(Saved entries)
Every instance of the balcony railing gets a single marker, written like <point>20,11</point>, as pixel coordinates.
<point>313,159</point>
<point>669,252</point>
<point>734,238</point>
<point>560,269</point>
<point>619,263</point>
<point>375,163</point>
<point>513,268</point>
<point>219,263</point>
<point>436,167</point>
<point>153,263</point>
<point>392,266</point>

**ACTIVITY**
Copy the records exactly.

**RESPONSE TO THE TASK**
Every instance of the balcony railing gets a single marker, written like <point>20,11</point>, as pixel coordinates.
<point>313,159</point>
<point>669,252</point>
<point>734,238</point>
<point>560,269</point>
<point>619,263</point>
<point>375,163</point>
<point>513,268</point>
<point>219,263</point>
<point>436,167</point>
<point>153,263</point>
<point>392,266</point>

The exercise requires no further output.